_What you need to do_
Each entry needs to be restated exactly as written.

_Records for this task_
* * *
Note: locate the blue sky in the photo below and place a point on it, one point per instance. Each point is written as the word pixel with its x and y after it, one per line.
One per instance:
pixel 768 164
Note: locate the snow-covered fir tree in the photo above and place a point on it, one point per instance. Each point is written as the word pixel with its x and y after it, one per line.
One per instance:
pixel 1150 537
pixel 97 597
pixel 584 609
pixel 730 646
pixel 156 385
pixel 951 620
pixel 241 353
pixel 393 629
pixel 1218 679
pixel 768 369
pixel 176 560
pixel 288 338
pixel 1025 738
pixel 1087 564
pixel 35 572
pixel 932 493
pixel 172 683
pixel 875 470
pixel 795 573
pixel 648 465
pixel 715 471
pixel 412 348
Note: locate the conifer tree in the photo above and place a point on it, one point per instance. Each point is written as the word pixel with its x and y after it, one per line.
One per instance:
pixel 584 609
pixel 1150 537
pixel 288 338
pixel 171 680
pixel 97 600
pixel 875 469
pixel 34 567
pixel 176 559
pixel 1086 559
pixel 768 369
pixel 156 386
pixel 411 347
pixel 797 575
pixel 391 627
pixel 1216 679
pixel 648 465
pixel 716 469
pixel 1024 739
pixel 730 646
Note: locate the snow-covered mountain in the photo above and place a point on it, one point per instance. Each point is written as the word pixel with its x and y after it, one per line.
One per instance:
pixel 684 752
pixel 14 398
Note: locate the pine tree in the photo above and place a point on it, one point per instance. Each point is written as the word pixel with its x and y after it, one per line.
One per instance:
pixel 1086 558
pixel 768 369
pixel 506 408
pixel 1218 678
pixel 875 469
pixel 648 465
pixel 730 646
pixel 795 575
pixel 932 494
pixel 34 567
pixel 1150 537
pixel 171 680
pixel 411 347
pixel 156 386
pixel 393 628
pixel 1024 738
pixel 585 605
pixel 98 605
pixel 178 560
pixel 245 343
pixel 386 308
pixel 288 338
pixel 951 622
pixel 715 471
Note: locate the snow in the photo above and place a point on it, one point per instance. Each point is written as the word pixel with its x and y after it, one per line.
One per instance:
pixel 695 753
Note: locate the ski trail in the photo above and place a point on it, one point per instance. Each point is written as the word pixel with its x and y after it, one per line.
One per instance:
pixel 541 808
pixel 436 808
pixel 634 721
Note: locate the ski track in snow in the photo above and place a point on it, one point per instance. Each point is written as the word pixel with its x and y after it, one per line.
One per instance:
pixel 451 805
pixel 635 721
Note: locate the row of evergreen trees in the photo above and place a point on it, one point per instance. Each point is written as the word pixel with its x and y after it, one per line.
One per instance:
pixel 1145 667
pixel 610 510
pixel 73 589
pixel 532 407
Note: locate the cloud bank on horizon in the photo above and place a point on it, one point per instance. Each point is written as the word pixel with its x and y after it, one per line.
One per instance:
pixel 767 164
* * *
_The answer_
Note: locate the blue sky in the photo below and place a point on it, one point per instance. Each point is written as the word pixel with its x and y after it, one per line.
One per instance:
pixel 768 164
Note: locate the snow-covered fir tree in the photo above and place a point on it, one point per instance. Each point is written as the word pixel with its x and y after it, one per line.
One per instance:
pixel 1150 537
pixel 97 597
pixel 584 609
pixel 730 646
pixel 156 385
pixel 951 620
pixel 241 353
pixel 393 629
pixel 1218 679
pixel 768 369
pixel 176 560
pixel 288 338
pixel 1025 738
pixel 1087 564
pixel 35 572
pixel 932 493
pixel 172 683
pixel 875 470
pixel 795 573
pixel 648 465
pixel 715 471
pixel 412 348
Note: locate the conifer tree in the photo above and place a point on it, one point per instance. Each point is written as the word pixel with its x and y after it, one per line.
One per instance:
pixel 584 609
pixel 1150 537
pixel 288 338
pixel 171 680
pixel 97 600
pixel 875 469
pixel 34 567
pixel 176 559
pixel 1086 559
pixel 768 369
pixel 156 386
pixel 411 347
pixel 797 575
pixel 391 627
pixel 1216 679
pixel 648 465
pixel 716 469
pixel 1024 739
pixel 730 646
Note: locate the snow-covered mountain in the photo above and place a point on it, one point per instance. Each point is written as the word pixel with its x and y after it, one per line.
One per instance:
pixel 684 752
pixel 14 398
Note: locate the pine tree in the photo above and place a point on it, one point per instance. Each point is written as the word pixel with its x and y after it, one per line.
One per instance:
pixel 1086 558
pixel 768 369
pixel 506 408
pixel 1218 678
pixel 875 469
pixel 648 465
pixel 730 646
pixel 795 575
pixel 932 494
pixel 34 567
pixel 1150 537
pixel 171 680
pixel 411 347
pixel 156 386
pixel 393 628
pixel 1024 738
pixel 585 605
pixel 98 605
pixel 178 560
pixel 245 343
pixel 386 308
pixel 288 338
pixel 951 622
pixel 715 471
Note: locate the snow in the photo above and place a point on it, one point per instance. Each point is written as the word pixel with its x and y after it, one per line.
One per instance:
pixel 695 753
Note: locate the ski trail in the photo above and place a point on it, one point per instance. Each point is written as the word pixel with its x and y after it, one per line.
One per instance:
pixel 541 808
pixel 436 808
pixel 634 721
Note: locate the ski track in snow in the photo above and place a point on it, one point per instance. Each point is written as the word pixel with its x and y after it, one per line.
One per instance:
pixel 451 805
pixel 635 721
Note: locate the row of evergreen trees in the photo above and place a point on it, one point per instance. Each point is written as the word pixel with its x and y after it, one per line.
One per instance:
pixel 1145 667
pixel 610 510
pixel 73 589
pixel 532 407
Note: locate the cloud bank on horizon in the photo above and place a point on it, one point per instance. Each point is written as the word pixel with its x and y after it, one per line.
One per instance:
pixel 767 164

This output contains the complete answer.